*** Selected text ***
The law criminalizes “honor killings,” as it does any form of murder, and provides penalties that could include life in prison. The government enforced the law effectively. A 2011study by the Federal Criminal Statistics Office estimated the number of honor killings at approximately 12 annually between 1996 and 2005. Official data was unavailable.
Sexual Harassment: Sexual harassment of women was a recognized problem. The law prohibits it and requires employers to protect employees from it. A variety of disciplinary measures against harassment in the workplace were available, including dismissal of the perpetrator. The law considers an employer’s failure to take measures to protect employees from sexual harassment to be a breach of contract, and an affected employee has the right to paid leave until the employer rectifies the problem. Although the press reported instances of sexual harassment in the workplace and in public facilities, no statistics were available. Unions, churches, government agencies, and NGOs operated a variety of support programs for women who experienced sexual harassment and sponsored seminars and training to prevent it.
Reproductive Rights: Couples and individuals have the right to decide freely and responsibly the number, spacing, and timing of their children; to have the information and means to do so; and to attain the highest standard of reproductive health, free from discrimination, coercion, and violence. There was easy access to contraception; sexual and reproductive health care, including for sexually transmitted diseases; emergency health care, including for complications arising from abortion; skilled health attendance during pregnancy and childbirth; prenatal care, and essential obstetric and postpartum care.
Discrimination: Men and women enjoy equal rights under the constitution. The law provides for equal pay for equal work. Women were underrepresented in highly paid managerial positions and overrepresented in some lower-wage occupations (see section 7.d.).
*** End of Selected text ***
*** Data section ***
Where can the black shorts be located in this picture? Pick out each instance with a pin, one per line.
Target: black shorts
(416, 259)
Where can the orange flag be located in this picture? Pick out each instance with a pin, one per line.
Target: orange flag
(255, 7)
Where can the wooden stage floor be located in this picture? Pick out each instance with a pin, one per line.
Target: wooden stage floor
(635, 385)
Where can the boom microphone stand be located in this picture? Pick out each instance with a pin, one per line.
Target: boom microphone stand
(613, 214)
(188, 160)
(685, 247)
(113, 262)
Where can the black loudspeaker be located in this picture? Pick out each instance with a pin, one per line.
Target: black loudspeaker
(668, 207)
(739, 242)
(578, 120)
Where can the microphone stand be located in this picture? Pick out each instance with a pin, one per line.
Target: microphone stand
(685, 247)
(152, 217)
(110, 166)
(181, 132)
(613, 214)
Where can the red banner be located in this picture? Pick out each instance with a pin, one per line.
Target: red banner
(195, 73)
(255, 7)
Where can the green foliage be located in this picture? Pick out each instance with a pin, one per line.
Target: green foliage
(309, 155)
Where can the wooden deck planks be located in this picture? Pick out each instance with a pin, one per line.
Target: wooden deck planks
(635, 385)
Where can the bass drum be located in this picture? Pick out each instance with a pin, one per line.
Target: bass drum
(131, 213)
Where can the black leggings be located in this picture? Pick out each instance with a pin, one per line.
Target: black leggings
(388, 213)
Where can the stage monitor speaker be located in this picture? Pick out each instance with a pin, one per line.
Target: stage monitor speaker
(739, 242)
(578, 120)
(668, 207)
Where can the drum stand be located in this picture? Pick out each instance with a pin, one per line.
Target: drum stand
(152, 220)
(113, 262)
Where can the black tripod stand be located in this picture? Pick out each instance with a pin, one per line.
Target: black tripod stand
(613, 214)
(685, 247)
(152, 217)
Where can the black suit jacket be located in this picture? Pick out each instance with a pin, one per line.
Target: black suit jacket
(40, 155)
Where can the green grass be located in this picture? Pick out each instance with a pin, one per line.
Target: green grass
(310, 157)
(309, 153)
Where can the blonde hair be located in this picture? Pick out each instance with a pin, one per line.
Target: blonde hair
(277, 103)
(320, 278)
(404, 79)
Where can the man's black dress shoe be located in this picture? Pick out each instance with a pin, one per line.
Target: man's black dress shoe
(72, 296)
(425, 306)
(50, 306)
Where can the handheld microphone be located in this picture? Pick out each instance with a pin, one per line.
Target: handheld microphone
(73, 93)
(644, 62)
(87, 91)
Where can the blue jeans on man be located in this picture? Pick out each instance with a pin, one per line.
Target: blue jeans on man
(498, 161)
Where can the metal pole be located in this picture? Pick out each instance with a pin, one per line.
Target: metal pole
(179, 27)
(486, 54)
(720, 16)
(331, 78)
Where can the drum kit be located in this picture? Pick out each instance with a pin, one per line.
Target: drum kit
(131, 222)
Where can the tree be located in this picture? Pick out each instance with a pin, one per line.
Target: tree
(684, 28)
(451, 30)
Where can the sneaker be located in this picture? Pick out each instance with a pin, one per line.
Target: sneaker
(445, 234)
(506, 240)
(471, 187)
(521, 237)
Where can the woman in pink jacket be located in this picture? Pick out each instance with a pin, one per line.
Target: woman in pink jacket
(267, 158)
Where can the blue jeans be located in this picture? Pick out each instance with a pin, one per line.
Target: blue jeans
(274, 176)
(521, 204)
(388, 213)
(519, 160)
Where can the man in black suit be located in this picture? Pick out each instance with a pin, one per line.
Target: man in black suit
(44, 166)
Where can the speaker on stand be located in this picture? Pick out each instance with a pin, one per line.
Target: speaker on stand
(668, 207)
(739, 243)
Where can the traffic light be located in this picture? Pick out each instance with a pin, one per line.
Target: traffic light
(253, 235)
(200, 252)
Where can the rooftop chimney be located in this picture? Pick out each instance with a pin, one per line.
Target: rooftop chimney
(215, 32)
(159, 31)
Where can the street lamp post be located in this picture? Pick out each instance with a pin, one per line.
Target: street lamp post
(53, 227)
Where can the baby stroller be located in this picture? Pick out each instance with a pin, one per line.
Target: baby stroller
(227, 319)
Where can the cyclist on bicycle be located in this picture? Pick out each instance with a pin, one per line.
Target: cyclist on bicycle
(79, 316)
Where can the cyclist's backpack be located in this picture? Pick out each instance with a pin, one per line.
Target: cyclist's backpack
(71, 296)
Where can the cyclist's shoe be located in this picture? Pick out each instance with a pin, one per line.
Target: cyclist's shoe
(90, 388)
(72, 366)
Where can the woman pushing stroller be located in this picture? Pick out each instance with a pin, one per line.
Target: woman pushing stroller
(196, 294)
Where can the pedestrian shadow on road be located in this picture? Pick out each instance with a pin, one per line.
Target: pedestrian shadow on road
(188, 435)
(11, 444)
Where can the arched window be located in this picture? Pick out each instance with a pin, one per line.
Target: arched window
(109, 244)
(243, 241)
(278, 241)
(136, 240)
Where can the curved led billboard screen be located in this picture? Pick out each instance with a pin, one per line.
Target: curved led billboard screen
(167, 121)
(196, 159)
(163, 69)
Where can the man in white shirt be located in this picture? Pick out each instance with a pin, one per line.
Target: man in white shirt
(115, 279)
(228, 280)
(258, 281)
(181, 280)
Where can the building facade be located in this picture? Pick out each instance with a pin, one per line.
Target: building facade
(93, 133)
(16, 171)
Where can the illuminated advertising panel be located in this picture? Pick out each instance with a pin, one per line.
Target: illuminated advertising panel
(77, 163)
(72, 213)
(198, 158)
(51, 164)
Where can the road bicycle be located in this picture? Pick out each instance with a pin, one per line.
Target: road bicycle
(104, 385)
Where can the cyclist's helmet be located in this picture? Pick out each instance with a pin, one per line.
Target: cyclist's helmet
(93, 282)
*** End of Data section ***
• What needs to be done:
Render this sentence from the passage on women's rights into French: "The law provides for equal pay for equal work." The records are separate material that stands apart from the text.

• Problem solution:
La loi prévoit un salaire égal pour un travail égal.